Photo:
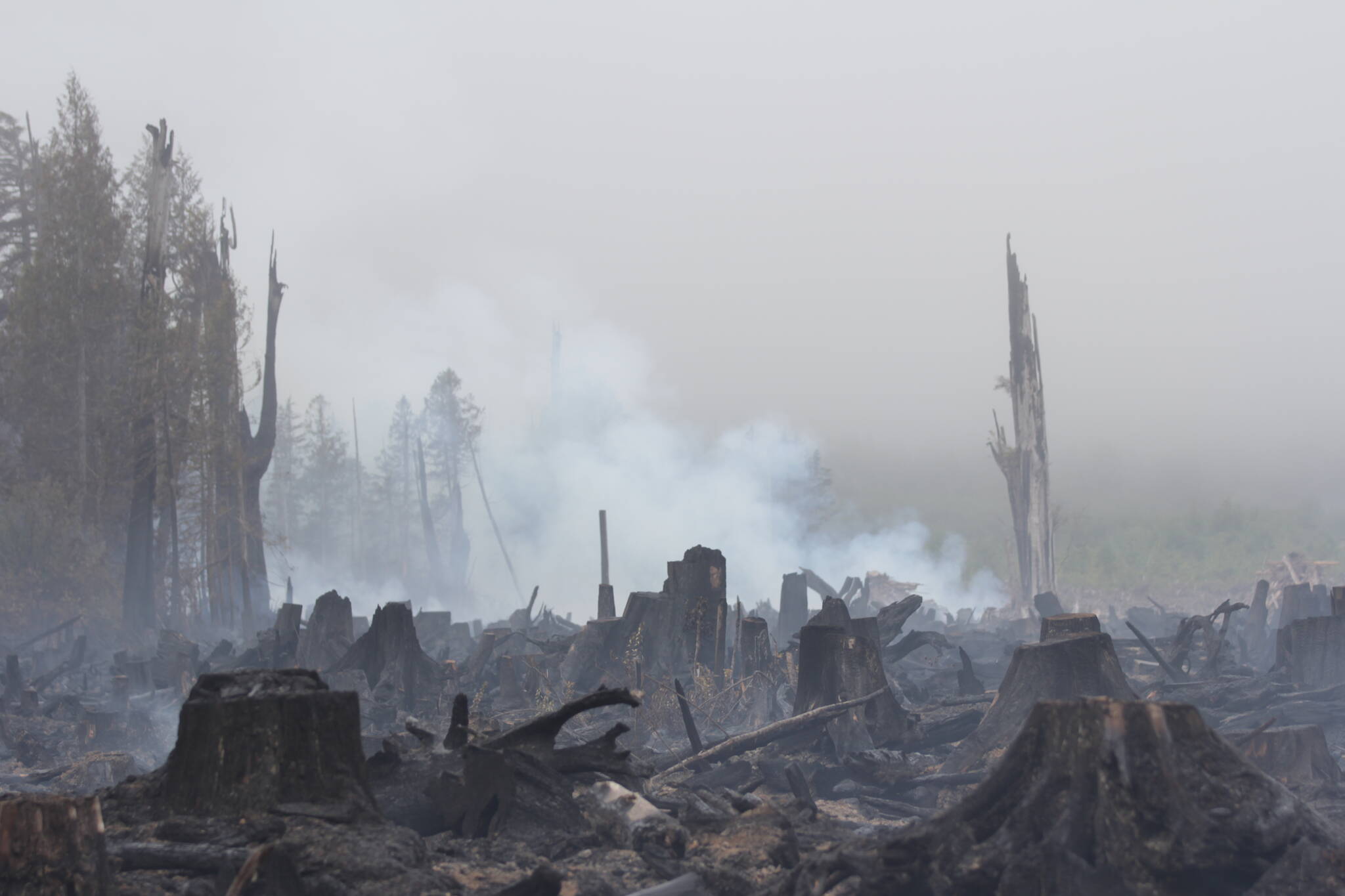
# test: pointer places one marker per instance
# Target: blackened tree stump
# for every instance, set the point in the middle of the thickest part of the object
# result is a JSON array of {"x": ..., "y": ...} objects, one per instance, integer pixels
[
  {"x": 53, "y": 847},
  {"x": 1061, "y": 670},
  {"x": 328, "y": 636},
  {"x": 1105, "y": 797},
  {"x": 390, "y": 657},
  {"x": 835, "y": 667},
  {"x": 1294, "y": 756},
  {"x": 255, "y": 739},
  {"x": 1069, "y": 625},
  {"x": 1313, "y": 651}
]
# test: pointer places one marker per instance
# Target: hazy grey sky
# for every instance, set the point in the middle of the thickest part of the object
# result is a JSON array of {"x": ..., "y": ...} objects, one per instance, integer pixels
[{"x": 795, "y": 210}]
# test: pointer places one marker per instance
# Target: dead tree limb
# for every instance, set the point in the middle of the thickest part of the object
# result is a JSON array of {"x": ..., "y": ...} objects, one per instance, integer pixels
[{"x": 764, "y": 735}]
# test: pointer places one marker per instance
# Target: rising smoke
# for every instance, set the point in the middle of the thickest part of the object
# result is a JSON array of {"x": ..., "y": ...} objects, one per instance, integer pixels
[{"x": 575, "y": 429}]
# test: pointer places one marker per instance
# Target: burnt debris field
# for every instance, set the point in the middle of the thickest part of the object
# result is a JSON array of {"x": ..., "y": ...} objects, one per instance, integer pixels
[
  {"x": 686, "y": 746},
  {"x": 313, "y": 389}
]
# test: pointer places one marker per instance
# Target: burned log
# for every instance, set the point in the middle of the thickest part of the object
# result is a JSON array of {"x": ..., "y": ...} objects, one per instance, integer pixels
[
  {"x": 1105, "y": 797},
  {"x": 254, "y": 739},
  {"x": 762, "y": 736},
  {"x": 328, "y": 636},
  {"x": 1048, "y": 605},
  {"x": 53, "y": 847},
  {"x": 1064, "y": 670}
]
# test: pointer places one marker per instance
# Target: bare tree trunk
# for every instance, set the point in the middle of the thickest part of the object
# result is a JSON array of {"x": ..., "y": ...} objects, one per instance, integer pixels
[
  {"x": 139, "y": 589},
  {"x": 436, "y": 563},
  {"x": 1024, "y": 464},
  {"x": 259, "y": 448},
  {"x": 357, "y": 542}
]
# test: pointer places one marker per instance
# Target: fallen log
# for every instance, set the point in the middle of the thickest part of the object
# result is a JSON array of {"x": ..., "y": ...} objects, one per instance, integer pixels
[
  {"x": 762, "y": 736},
  {"x": 162, "y": 856}
]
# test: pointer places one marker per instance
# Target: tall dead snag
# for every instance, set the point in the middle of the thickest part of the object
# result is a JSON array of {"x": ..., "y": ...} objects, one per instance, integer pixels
[
  {"x": 137, "y": 595},
  {"x": 1024, "y": 463},
  {"x": 432, "y": 555},
  {"x": 53, "y": 847},
  {"x": 257, "y": 449},
  {"x": 1083, "y": 666},
  {"x": 1105, "y": 797},
  {"x": 256, "y": 739},
  {"x": 794, "y": 606}
]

● ● ● ● ● ● ●

• The problem: Without copying any images, transcribe the records exactly as they stand.

• Expected answer:
Photo:
# test: pointer places one marker per instance
# Target: blackened tree stump
# for every instance, set the point in the middle of the thickest part of the object
# result is a JSON array of {"x": ..., "y": ...} objects, one per instance, integer pixels
[
  {"x": 53, "y": 847},
  {"x": 1061, "y": 670},
  {"x": 328, "y": 636},
  {"x": 1105, "y": 797},
  {"x": 390, "y": 657},
  {"x": 835, "y": 667},
  {"x": 1294, "y": 756},
  {"x": 255, "y": 739},
  {"x": 1069, "y": 625},
  {"x": 1313, "y": 651}
]
# test: pointer places one marker per instance
# Target: hazy grey sky
# for every instance, set the point in the middle of the thickest part of the object
# result is a JSON array of {"x": ..., "y": ...} objects, one per instance, integer pixels
[{"x": 795, "y": 210}]
# test: pointer places one marker per instance
# Target: dead tree limb
# for every instance, set the point in the middle of the thickest part of the object
# result is a JSON array of {"x": ..., "y": ...} objects, one per instance, integer pixels
[{"x": 764, "y": 735}]
# test: pointer places one marker per instance
# Target: rising smoke
# for every instance, set the point in the middle of the thickest part of the object
# result is a JSON array of {"x": ..., "y": ...} objects, one per instance, integer pixels
[{"x": 575, "y": 429}]
# test: pointer places one marker per instance
# Target: burnt debris field
# for every instance, set the point in the middle of the thickest part of the object
# result is a JSON array of {"x": ..., "y": ...} objects, one per instance, integer pixels
[
  {"x": 686, "y": 746},
  {"x": 313, "y": 389}
]
# test: pointer places one marker per instance
# Target: burned log
# for every instance, set the point in the middle of the thickest part of the object
# result is a JSON array of {"x": ..., "y": ...} objects, one per instance, integer pixels
[
  {"x": 1105, "y": 797},
  {"x": 254, "y": 739},
  {"x": 762, "y": 736},
  {"x": 328, "y": 636},
  {"x": 1048, "y": 605},
  {"x": 53, "y": 847},
  {"x": 1064, "y": 670}
]
# test: pointer places one marker per instance
# Target: bare tree trunk
# for every instance, set the point in the middle of the thickest part of the object
# result is a JSON array of {"x": ..., "y": ...} objects, one per instance, integer pixels
[
  {"x": 139, "y": 589},
  {"x": 436, "y": 563},
  {"x": 1024, "y": 464},
  {"x": 259, "y": 448},
  {"x": 357, "y": 542}
]
# test: pointer places one marker per instance
# Target: fallen log
# for every instance, set the point in the middle of the thickest part of the object
# result is a JSON array of {"x": ..., "y": ...} objects, one per instance, integer pixels
[
  {"x": 762, "y": 736},
  {"x": 162, "y": 856}
]
# test: pointer places one marker per instance
# Target: tall dead snag
# for every instance, set the point in the middle of the thickest part of the object
# result is a JSON array of {"x": ..., "y": ...} objects, one per instance, integer pixels
[
  {"x": 137, "y": 595},
  {"x": 1024, "y": 463},
  {"x": 432, "y": 555},
  {"x": 53, "y": 847},
  {"x": 257, "y": 449},
  {"x": 1083, "y": 666},
  {"x": 1105, "y": 797},
  {"x": 256, "y": 739},
  {"x": 794, "y": 606}
]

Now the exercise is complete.